Exercise requirements: Quote the following lines back word for word, keeping every character and line break unchanged.

Records provided:
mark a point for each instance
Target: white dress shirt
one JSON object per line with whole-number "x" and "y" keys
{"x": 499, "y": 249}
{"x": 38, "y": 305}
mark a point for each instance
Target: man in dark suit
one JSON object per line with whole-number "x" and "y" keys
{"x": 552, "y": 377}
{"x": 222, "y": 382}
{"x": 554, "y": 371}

Result for this task:
mark a point for each instance
Target: white dress shirt
one JSON object per line with whole-number "x" and "y" keys
{"x": 499, "y": 249}
{"x": 38, "y": 305}
mark a point for each instance
Target: man in dark suit
one JSON object per line with whole-number "x" and "y" keys
{"x": 552, "y": 377}
{"x": 222, "y": 382}
{"x": 554, "y": 371}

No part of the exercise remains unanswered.